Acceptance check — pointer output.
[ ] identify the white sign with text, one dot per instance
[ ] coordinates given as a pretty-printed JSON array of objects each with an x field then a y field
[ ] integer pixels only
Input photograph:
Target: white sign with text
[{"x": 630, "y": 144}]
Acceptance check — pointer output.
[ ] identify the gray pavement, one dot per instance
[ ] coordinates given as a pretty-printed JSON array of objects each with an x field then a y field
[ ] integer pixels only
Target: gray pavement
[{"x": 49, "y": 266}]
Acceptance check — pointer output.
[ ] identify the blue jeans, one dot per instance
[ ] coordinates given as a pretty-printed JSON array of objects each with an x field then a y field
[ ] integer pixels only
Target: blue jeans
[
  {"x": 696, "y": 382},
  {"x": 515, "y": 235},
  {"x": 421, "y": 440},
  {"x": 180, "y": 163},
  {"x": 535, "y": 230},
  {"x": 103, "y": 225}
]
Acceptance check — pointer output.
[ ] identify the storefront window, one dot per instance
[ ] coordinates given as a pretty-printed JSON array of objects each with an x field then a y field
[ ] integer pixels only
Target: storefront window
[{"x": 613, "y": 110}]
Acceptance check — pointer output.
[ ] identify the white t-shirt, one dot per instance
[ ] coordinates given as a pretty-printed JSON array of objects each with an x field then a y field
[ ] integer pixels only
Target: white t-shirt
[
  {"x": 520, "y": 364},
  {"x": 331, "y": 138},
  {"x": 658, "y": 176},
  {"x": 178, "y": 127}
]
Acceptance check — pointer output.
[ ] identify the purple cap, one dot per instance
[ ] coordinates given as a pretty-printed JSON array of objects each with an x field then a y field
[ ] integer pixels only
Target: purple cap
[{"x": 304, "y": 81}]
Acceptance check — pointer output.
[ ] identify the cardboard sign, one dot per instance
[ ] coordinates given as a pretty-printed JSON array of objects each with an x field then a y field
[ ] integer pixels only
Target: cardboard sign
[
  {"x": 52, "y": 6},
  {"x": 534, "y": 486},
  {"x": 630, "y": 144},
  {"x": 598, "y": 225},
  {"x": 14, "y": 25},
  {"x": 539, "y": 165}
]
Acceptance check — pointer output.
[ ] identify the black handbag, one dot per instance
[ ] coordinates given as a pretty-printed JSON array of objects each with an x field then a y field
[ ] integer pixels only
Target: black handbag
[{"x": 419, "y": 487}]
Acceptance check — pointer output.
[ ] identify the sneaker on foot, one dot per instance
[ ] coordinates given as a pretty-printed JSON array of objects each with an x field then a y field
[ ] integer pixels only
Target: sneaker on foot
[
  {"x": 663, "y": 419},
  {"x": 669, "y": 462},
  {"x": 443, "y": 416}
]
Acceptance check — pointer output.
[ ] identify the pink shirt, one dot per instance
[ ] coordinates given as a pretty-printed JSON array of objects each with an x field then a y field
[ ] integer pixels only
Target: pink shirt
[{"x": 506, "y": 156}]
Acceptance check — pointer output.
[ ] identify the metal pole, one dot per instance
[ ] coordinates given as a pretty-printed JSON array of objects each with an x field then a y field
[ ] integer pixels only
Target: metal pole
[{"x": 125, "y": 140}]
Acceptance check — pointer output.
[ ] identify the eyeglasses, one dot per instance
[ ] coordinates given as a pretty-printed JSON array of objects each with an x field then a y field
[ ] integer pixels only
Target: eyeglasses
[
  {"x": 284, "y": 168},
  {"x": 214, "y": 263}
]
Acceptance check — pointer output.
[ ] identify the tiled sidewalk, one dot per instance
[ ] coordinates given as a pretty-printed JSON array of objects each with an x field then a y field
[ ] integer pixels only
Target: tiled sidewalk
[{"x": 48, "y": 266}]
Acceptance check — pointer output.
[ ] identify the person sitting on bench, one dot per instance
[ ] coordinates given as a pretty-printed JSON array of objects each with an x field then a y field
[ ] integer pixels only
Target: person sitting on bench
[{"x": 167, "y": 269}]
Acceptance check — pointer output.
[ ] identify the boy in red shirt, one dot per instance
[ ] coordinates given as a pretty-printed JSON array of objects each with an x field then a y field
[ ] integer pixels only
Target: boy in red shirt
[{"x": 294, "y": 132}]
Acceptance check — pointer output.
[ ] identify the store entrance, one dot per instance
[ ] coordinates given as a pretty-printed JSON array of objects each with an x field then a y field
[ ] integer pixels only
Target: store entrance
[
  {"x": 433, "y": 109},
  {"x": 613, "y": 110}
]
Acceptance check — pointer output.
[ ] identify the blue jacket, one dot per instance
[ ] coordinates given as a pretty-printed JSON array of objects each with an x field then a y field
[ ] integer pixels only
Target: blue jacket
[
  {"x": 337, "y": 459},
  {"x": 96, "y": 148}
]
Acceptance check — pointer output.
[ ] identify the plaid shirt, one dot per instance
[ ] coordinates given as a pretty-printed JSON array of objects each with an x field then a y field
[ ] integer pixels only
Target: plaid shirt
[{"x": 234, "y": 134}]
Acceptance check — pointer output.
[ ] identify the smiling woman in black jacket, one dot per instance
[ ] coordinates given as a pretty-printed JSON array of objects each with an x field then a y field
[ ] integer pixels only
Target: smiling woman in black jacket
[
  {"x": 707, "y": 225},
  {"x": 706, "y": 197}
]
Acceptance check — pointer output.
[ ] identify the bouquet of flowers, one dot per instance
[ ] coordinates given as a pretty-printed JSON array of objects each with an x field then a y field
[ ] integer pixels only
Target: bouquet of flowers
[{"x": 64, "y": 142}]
==
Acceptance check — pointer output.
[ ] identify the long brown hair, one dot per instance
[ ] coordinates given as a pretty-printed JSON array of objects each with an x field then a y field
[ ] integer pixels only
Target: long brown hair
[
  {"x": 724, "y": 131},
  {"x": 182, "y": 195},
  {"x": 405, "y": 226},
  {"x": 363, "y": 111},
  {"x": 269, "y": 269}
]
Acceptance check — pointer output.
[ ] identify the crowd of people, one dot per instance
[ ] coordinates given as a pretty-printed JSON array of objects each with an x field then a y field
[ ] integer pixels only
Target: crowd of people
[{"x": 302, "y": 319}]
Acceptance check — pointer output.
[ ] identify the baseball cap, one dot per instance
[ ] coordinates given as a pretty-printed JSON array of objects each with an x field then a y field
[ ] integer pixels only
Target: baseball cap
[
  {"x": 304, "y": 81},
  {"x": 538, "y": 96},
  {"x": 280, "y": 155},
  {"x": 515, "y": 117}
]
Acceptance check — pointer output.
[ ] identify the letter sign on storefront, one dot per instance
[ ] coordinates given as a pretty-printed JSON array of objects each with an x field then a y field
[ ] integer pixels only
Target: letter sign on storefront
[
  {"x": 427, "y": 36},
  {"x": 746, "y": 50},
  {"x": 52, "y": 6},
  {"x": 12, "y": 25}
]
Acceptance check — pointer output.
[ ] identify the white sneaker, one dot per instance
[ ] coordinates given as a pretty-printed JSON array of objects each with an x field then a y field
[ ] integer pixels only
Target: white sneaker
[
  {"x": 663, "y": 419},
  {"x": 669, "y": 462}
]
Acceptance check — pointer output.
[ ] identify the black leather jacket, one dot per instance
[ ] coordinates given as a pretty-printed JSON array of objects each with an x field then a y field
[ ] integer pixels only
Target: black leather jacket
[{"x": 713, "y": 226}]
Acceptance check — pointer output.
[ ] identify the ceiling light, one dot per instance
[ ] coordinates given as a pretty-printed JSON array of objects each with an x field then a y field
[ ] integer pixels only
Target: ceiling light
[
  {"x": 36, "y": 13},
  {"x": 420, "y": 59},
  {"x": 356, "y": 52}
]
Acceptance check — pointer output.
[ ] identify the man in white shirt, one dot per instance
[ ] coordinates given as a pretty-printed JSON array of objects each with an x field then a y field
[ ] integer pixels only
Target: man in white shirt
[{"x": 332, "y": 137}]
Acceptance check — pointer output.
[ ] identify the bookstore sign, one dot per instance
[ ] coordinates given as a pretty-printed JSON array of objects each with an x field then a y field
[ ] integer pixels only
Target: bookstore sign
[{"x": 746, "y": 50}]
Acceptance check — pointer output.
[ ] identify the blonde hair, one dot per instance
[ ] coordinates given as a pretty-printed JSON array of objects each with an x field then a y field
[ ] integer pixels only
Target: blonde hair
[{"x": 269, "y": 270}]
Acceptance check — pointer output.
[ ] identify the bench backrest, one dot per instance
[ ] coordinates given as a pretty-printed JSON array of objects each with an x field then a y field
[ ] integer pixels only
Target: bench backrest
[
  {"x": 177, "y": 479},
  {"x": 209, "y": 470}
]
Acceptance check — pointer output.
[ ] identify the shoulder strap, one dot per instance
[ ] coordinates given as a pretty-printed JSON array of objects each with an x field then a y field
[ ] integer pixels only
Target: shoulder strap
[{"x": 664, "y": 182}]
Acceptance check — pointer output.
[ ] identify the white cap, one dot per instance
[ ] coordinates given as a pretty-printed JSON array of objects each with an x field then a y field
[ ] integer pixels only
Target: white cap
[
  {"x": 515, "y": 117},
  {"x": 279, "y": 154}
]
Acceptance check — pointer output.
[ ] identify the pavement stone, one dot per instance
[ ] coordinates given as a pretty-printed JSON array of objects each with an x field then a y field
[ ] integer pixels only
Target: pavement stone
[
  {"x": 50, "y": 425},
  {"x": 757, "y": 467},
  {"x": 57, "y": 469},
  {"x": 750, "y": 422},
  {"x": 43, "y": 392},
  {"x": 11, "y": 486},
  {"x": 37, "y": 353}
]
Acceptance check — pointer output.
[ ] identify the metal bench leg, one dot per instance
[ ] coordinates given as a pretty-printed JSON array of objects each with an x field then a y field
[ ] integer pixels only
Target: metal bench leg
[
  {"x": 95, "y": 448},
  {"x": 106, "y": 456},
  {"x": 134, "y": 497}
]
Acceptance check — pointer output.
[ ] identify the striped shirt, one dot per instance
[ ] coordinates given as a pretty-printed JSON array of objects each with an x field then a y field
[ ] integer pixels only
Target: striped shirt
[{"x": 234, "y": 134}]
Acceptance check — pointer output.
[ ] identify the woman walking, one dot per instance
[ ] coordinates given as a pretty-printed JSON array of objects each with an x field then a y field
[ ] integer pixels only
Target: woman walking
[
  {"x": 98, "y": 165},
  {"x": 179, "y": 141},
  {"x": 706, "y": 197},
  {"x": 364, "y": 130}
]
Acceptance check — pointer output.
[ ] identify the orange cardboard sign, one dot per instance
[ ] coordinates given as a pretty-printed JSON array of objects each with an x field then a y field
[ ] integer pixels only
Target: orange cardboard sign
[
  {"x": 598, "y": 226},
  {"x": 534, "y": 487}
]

**AIM:** Report each line above that contains the word "black", copying each one in full. Case counts.

**WORKED ANSWER:**
[ ] identify the black handbag, one dot per instance
Target: black handbag
[ ] identify the smiling woman in black jacket, one dot per instance
Target: smiling woman in black jacket
[ ] identify the black leather jacket, one dot per instance
Target: black leather jacket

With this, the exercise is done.